### GOAL OF THE EXERCISE
From the code review page, copy from "rG7035178aebc9: [X86][FastIsel] Teach" up to and including "and intrinsic 'convert_to_fp16'.", keeping every word the same.

### PAGE TEXT
This is an archive of the discontinued LLVM Phabricator instance.

[X86][FastISel] Teach how to select float-half conversion intrinsics.
ClosedPublic

Authored by andreadb on Feb 16 2015, 8:46 AM.

Download Raw Diff

Details

Reviewers

qcolombet
mkuper
ributzka

Commits

rG7035178aebc9: [X86][FastIsel] Teach how to select float-half conversion intrinsics.
rL230043: [X86][FastIsel] Teach how to select float-half conversion intrinsics.

Summary

This patch teaches X86FastISel how to select intrinsic 'convert_from_fp16' and intrinsic 'convert_to_fp16'.

If the target has F16C (and no -soft-float), we can select instruction VCVTPS2PHrr for a float-to-half conversion, and VCVTPH2PSrr for a half-to-float conversion.

Added test fast-isel-float-half-convertion.ll to check that fast-isel doesn't fail to select float-half conversions if the target has F16C.

### ITEMS
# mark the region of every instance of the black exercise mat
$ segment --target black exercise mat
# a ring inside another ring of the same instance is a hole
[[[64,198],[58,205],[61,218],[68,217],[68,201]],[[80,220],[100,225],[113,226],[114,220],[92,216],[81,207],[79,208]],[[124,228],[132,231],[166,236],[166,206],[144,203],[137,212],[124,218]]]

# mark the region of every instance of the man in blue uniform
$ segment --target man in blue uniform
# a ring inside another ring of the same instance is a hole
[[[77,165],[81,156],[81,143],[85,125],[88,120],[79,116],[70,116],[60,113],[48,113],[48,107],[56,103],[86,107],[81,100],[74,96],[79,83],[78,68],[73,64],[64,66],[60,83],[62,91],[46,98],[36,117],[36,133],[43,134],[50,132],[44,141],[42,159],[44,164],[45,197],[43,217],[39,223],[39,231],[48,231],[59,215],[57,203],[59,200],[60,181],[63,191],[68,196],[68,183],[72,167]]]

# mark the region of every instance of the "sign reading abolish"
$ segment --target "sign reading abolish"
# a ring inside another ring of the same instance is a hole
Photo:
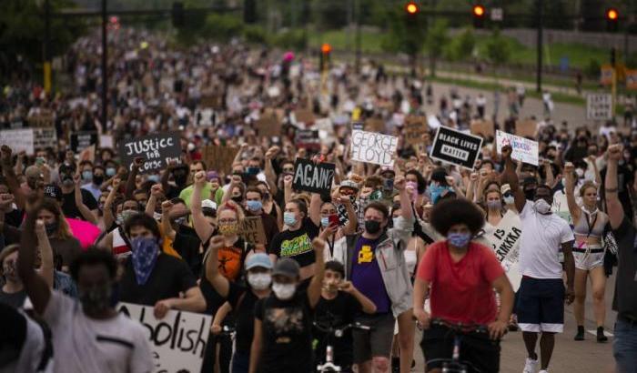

### RESPONSE
rG7035178aebc9: [X86][FastIsel] Teach how to select float-half conversion intrinsics.
rL230043: [X86][FastIsel] Teach how to select float-half conversion intrinsics.

Summary

This patch teaches X86FastISel how to select intrinsic 'convert_from_fp16' and intrinsic 'convert_to_fp16'.